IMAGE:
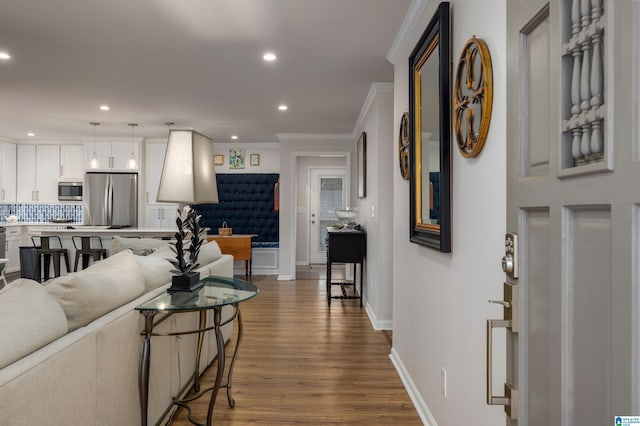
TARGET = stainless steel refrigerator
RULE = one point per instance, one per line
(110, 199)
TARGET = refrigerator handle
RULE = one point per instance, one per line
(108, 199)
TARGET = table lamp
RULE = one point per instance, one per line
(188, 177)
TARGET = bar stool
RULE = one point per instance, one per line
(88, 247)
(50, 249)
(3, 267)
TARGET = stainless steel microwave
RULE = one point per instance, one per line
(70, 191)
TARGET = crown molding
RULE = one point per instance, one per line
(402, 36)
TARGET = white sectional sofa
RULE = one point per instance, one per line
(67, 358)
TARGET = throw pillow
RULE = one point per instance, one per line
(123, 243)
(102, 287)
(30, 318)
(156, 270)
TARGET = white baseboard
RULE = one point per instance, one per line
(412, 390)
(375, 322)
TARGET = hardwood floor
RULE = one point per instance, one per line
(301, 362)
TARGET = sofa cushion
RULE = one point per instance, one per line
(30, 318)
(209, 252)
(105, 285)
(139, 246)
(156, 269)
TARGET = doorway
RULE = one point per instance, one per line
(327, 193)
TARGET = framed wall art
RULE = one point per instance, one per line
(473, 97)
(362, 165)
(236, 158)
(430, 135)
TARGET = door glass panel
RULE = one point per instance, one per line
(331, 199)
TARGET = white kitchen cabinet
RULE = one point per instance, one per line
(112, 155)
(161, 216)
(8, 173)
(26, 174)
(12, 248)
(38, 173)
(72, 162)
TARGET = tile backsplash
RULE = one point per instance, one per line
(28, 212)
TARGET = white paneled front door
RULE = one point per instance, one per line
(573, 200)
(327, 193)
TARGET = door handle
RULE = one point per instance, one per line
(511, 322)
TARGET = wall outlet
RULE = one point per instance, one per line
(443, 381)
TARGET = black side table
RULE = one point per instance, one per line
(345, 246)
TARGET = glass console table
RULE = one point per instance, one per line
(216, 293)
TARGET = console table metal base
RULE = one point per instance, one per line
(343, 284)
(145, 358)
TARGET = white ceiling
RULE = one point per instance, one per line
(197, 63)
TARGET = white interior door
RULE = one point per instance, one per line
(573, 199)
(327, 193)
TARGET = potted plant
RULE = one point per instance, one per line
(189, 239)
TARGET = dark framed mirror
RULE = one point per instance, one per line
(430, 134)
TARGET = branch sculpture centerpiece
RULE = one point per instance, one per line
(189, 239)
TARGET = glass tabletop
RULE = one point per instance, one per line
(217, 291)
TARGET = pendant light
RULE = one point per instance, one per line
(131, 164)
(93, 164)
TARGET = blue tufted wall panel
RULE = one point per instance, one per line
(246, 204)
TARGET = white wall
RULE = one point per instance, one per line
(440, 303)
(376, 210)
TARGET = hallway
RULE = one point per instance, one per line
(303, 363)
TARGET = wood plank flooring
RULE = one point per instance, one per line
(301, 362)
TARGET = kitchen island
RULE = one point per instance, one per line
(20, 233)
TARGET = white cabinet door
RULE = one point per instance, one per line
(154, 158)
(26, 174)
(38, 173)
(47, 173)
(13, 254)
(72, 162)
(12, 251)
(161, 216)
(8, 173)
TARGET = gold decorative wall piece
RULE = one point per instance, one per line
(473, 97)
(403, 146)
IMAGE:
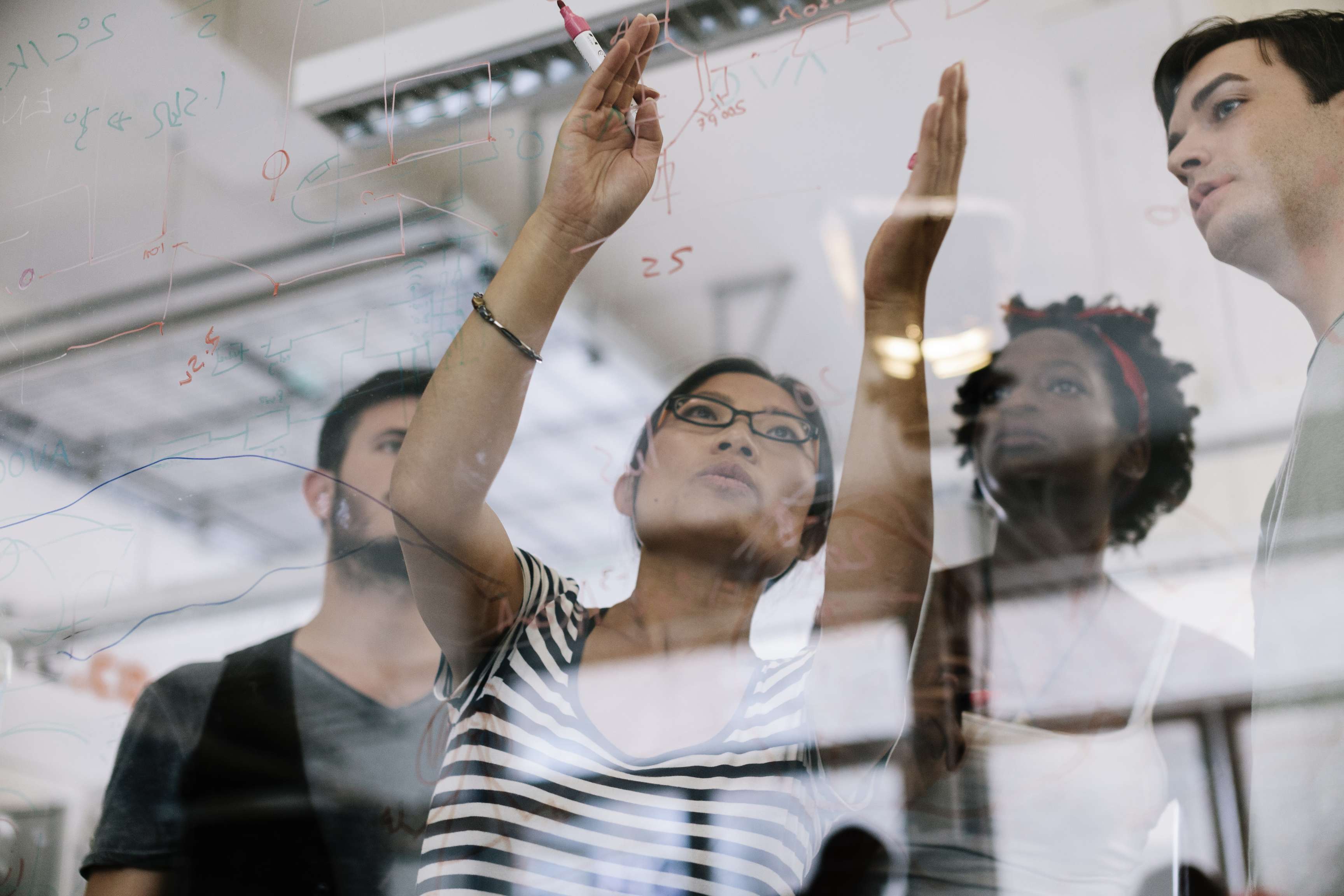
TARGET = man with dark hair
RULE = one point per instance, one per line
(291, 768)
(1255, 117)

- _What is being asked_
Whenever the word "handle" shows up in a line of the entries above, copy that line.

- _Solution_
TARGET = refrigerator handle
TARGET = door handle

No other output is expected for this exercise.